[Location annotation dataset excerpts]
※ ※ ※
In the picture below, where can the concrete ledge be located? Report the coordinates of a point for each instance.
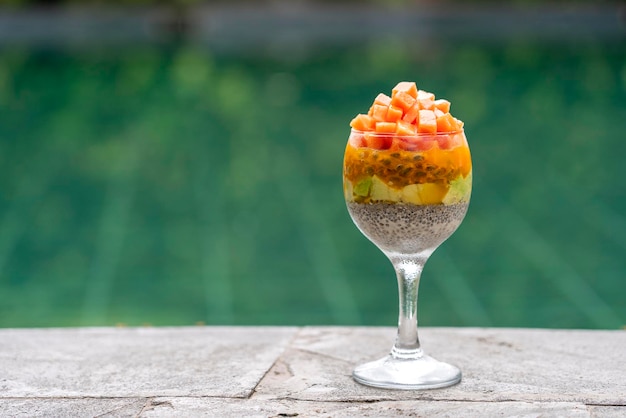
(291, 371)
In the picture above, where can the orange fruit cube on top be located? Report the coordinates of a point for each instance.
(443, 105)
(382, 99)
(428, 122)
(403, 100)
(446, 123)
(408, 87)
(407, 112)
(411, 114)
(393, 114)
(389, 127)
(363, 123)
(379, 112)
(405, 128)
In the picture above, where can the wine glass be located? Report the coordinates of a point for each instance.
(407, 195)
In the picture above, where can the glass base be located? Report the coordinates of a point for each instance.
(395, 373)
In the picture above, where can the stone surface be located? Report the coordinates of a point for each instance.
(497, 365)
(288, 371)
(188, 407)
(137, 362)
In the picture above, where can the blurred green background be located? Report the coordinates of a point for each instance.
(173, 166)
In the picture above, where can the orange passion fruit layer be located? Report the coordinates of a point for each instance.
(408, 138)
(399, 168)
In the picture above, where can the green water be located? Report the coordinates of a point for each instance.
(174, 184)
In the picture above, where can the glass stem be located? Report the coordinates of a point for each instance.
(408, 270)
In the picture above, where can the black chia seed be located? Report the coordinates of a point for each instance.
(406, 228)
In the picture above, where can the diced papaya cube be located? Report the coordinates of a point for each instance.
(411, 115)
(362, 123)
(405, 128)
(393, 114)
(426, 104)
(382, 99)
(428, 122)
(386, 127)
(379, 112)
(446, 123)
(443, 105)
(407, 87)
(378, 141)
(403, 100)
(422, 95)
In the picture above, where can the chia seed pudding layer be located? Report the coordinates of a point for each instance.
(406, 228)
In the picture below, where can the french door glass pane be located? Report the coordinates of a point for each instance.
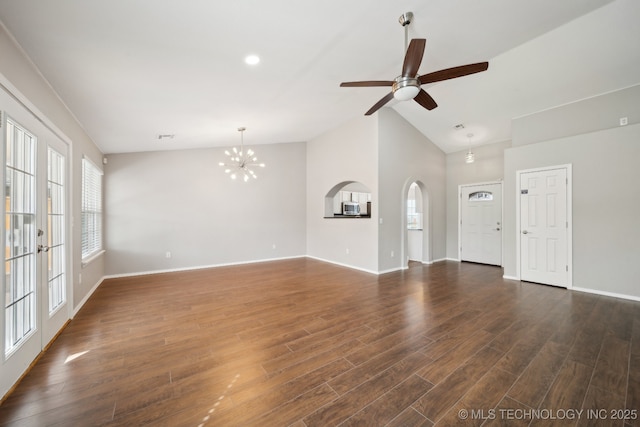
(55, 230)
(20, 228)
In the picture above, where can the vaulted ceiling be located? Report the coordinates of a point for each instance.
(131, 70)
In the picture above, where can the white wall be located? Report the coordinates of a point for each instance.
(182, 202)
(488, 166)
(406, 156)
(606, 196)
(347, 153)
(21, 73)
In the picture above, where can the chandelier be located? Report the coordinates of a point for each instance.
(469, 157)
(240, 161)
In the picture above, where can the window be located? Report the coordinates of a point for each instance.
(91, 209)
(481, 196)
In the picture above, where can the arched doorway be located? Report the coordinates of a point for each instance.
(416, 230)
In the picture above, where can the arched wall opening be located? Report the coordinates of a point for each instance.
(416, 223)
(347, 191)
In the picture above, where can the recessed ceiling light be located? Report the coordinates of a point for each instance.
(252, 59)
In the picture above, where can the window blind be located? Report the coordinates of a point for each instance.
(91, 209)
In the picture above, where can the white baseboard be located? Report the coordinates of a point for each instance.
(344, 265)
(607, 294)
(77, 308)
(196, 267)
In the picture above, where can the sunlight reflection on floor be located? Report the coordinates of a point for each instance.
(220, 399)
(74, 356)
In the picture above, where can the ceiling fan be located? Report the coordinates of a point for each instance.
(407, 85)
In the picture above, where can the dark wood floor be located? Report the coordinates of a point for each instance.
(305, 343)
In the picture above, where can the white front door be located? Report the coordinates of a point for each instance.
(35, 280)
(544, 225)
(481, 223)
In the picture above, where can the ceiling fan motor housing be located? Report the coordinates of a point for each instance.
(405, 88)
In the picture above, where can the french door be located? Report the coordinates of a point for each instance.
(35, 281)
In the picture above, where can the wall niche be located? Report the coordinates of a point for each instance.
(348, 199)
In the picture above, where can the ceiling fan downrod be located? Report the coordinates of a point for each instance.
(405, 21)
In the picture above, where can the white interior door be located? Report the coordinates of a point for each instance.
(481, 223)
(35, 280)
(544, 226)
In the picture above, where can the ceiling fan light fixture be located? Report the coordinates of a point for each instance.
(406, 93)
(405, 88)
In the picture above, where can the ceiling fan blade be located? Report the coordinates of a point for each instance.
(367, 83)
(452, 73)
(424, 99)
(413, 57)
(379, 104)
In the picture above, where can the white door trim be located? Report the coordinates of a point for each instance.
(460, 187)
(569, 219)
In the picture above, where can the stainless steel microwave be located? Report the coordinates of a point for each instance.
(350, 208)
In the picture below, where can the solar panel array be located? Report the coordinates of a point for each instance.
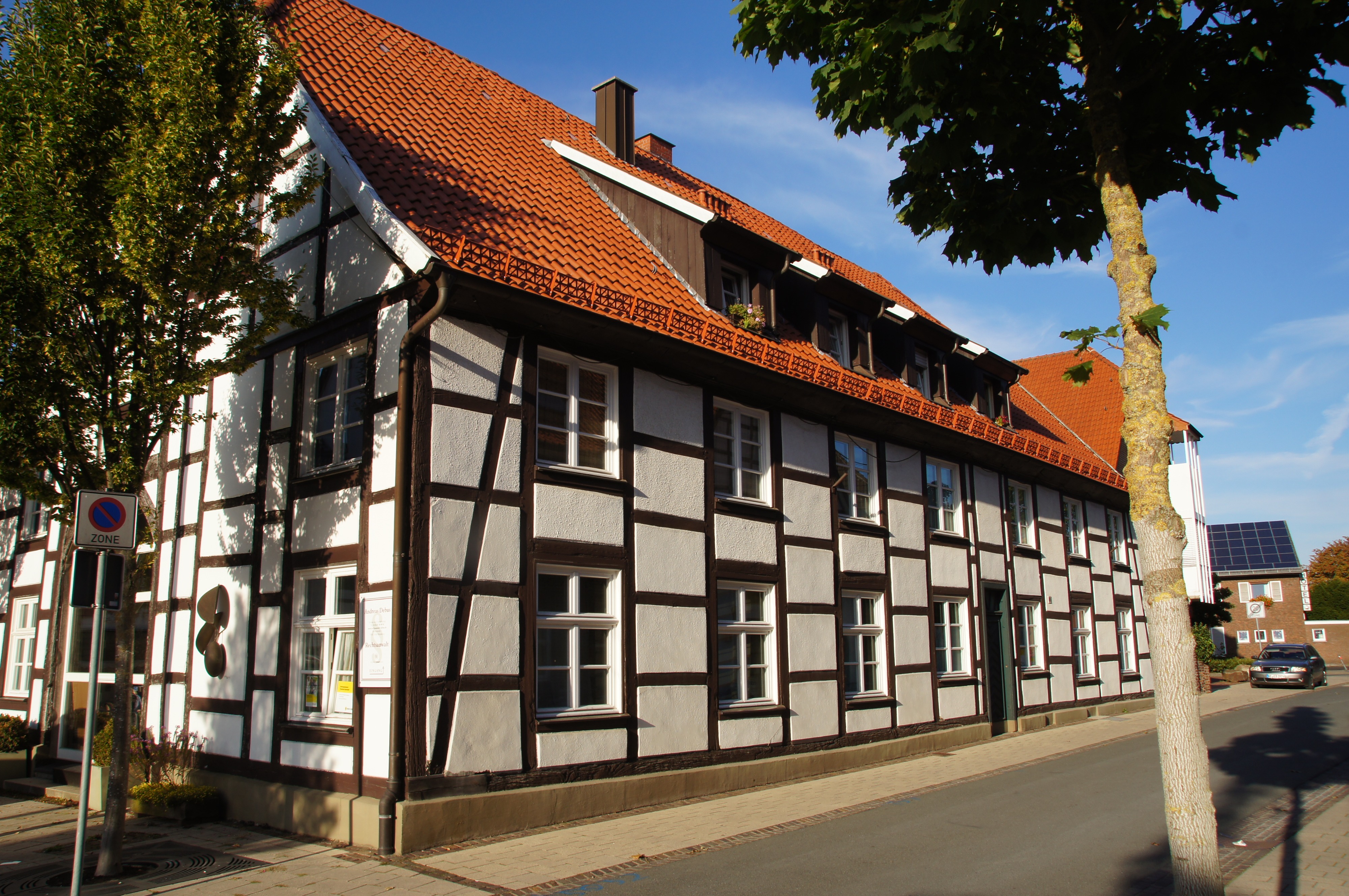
(1253, 546)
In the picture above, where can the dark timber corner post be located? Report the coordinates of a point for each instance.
(399, 621)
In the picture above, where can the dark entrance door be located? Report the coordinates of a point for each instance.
(1002, 668)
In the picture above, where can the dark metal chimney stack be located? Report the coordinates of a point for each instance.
(614, 118)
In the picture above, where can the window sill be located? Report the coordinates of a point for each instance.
(739, 507)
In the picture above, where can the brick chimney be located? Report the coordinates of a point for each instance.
(660, 148)
(614, 118)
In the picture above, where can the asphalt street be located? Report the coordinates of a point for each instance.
(1088, 823)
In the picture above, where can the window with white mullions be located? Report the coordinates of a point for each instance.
(853, 463)
(578, 643)
(745, 645)
(740, 453)
(864, 645)
(324, 645)
(577, 413)
(944, 488)
(949, 637)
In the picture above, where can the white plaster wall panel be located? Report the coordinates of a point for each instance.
(1027, 575)
(389, 335)
(380, 543)
(671, 720)
(458, 446)
(492, 645)
(577, 515)
(221, 733)
(279, 475)
(667, 408)
(810, 575)
(867, 720)
(358, 268)
(185, 567)
(988, 505)
(807, 511)
(733, 733)
(509, 461)
(671, 639)
(440, 632)
(466, 358)
(992, 566)
(227, 531)
(667, 484)
(911, 640)
(861, 554)
(374, 736)
(1060, 637)
(237, 400)
(914, 694)
(903, 469)
(1035, 691)
(268, 641)
(262, 717)
(273, 554)
(907, 525)
(384, 455)
(670, 560)
(950, 567)
(327, 521)
(575, 748)
(806, 446)
(323, 757)
(909, 582)
(811, 641)
(957, 703)
(485, 733)
(815, 710)
(749, 540)
(500, 560)
(230, 686)
(283, 388)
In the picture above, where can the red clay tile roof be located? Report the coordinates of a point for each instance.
(458, 154)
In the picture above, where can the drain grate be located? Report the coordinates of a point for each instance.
(146, 867)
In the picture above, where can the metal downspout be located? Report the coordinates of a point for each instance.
(399, 621)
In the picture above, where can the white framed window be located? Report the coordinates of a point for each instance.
(949, 628)
(747, 648)
(1124, 635)
(1084, 647)
(836, 342)
(855, 463)
(578, 664)
(944, 488)
(864, 644)
(24, 645)
(1019, 508)
(578, 413)
(1030, 654)
(1073, 531)
(323, 645)
(740, 453)
(1115, 529)
(335, 408)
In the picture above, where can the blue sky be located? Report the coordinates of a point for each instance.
(1259, 346)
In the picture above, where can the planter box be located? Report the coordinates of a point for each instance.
(181, 813)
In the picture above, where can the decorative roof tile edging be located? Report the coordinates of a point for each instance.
(505, 268)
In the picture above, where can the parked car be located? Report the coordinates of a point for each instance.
(1289, 664)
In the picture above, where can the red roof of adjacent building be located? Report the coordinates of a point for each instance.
(459, 154)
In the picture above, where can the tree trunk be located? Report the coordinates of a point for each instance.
(1192, 826)
(115, 810)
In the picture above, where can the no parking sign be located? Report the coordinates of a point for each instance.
(106, 520)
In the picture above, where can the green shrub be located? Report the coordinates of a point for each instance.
(14, 734)
(165, 794)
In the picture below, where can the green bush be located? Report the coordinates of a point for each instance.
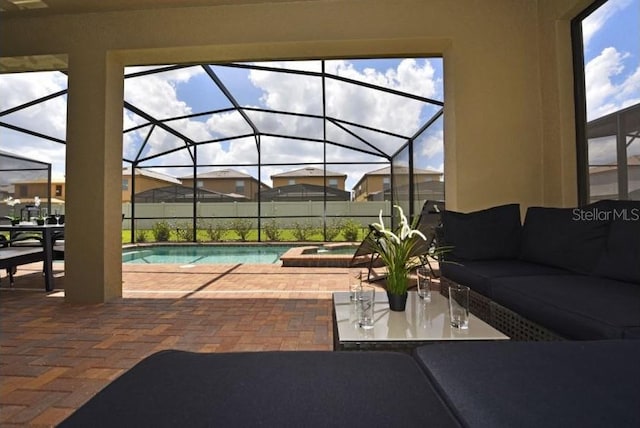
(350, 230)
(272, 231)
(185, 232)
(333, 229)
(242, 227)
(215, 232)
(303, 231)
(161, 231)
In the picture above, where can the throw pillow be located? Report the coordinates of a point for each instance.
(568, 238)
(493, 233)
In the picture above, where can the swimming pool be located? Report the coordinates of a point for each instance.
(204, 254)
(336, 255)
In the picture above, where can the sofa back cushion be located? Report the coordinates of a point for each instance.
(569, 238)
(621, 257)
(493, 233)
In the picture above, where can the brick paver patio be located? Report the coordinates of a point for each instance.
(54, 355)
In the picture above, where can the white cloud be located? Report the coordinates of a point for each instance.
(603, 94)
(159, 95)
(594, 22)
(48, 118)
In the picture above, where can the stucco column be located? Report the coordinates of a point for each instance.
(93, 260)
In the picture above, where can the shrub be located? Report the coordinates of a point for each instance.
(242, 227)
(185, 232)
(333, 230)
(216, 232)
(303, 231)
(350, 230)
(272, 231)
(161, 231)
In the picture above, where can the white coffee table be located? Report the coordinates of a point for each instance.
(422, 322)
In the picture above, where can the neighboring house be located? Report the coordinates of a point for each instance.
(603, 180)
(180, 193)
(26, 191)
(310, 175)
(145, 180)
(376, 185)
(304, 192)
(227, 181)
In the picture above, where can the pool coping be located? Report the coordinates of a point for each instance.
(305, 257)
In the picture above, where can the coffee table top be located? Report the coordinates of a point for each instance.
(420, 322)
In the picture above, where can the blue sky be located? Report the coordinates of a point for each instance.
(612, 51)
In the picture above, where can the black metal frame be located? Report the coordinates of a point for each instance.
(355, 130)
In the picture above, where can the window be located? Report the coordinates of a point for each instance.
(240, 187)
(606, 40)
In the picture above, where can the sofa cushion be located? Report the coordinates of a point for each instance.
(561, 237)
(574, 306)
(270, 389)
(493, 233)
(478, 274)
(621, 256)
(538, 384)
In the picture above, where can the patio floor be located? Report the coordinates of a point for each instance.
(54, 355)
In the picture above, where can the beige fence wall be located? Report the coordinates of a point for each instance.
(286, 213)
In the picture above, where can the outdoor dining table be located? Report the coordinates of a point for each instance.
(47, 231)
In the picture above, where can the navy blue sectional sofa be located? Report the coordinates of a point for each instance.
(493, 385)
(570, 273)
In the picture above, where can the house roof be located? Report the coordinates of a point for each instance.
(632, 161)
(152, 174)
(401, 169)
(386, 171)
(308, 172)
(220, 173)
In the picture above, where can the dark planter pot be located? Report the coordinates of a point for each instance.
(397, 302)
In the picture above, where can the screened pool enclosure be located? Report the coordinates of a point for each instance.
(312, 143)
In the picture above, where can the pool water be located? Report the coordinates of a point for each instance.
(204, 254)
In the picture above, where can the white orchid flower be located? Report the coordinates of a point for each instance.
(379, 226)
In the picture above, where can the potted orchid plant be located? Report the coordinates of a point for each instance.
(396, 249)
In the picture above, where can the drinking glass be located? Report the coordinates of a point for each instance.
(424, 284)
(354, 281)
(365, 301)
(459, 306)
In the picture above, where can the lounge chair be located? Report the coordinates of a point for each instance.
(366, 256)
(12, 256)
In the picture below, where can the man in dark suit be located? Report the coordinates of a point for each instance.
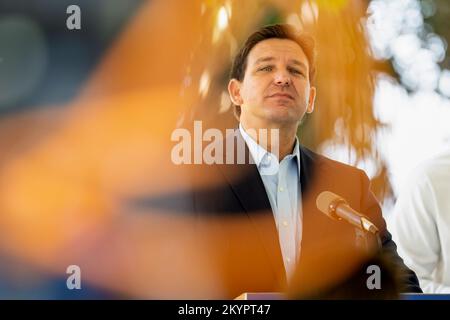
(260, 216)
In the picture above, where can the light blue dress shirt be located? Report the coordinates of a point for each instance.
(282, 183)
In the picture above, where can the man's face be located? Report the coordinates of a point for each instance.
(275, 89)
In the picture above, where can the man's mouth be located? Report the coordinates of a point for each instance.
(281, 95)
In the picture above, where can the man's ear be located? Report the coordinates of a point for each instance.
(312, 98)
(234, 90)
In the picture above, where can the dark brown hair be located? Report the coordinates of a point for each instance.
(280, 31)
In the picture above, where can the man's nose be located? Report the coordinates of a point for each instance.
(282, 79)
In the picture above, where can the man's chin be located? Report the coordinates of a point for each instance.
(281, 116)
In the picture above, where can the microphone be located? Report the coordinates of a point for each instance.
(337, 208)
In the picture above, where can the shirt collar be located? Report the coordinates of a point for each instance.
(259, 153)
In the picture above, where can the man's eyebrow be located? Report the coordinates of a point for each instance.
(298, 63)
(293, 61)
(264, 59)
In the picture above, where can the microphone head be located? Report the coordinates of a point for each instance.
(327, 202)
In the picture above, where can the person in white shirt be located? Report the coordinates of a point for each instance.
(421, 224)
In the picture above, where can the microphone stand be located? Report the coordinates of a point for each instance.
(367, 241)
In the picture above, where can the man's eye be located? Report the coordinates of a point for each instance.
(268, 68)
(297, 72)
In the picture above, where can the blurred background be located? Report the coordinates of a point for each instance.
(85, 115)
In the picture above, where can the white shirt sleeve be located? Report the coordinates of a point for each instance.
(414, 229)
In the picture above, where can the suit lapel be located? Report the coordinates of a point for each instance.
(249, 188)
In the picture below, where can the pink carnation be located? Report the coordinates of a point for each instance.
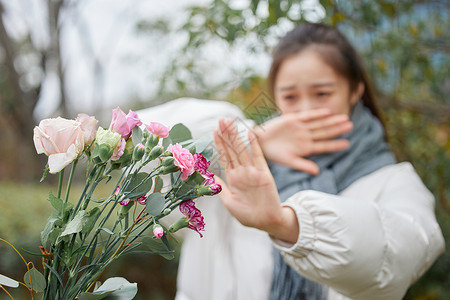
(158, 232)
(201, 164)
(157, 129)
(88, 126)
(118, 151)
(142, 200)
(193, 216)
(123, 124)
(183, 159)
(215, 188)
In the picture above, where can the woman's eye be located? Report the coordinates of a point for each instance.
(323, 94)
(289, 97)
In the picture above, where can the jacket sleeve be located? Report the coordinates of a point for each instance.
(373, 241)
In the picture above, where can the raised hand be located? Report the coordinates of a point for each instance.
(290, 138)
(250, 194)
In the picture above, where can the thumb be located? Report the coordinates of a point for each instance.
(225, 194)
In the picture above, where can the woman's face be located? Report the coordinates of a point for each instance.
(304, 82)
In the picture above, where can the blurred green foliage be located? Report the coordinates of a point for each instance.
(405, 45)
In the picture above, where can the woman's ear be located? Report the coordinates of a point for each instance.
(357, 94)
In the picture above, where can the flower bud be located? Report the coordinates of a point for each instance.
※ ※ ※
Print nothing but the lines from the line with "In the picture above, where can the raised" to the last line of the records above. Both of those lines count.

In the picture above, where can the raised hand be located? Report the coordinates of a point for each instance.
(290, 138)
(250, 194)
In the picture above, where can the thumb be located? Report the coordinates of a point for each instance.
(225, 194)
In the picture above, where can the woman's face be located? Report the coordinates of a point for each instance.
(304, 82)
In the picture above, where can the blurred green foliage be located? Report the coordinates of a point for each instance.
(405, 45)
In the picture above, where can the woman's ear be located? Report the coordinates of a point for each instance.
(357, 94)
In the picture above, where can the flower bud be located? Report the coordinates of a point for each instance.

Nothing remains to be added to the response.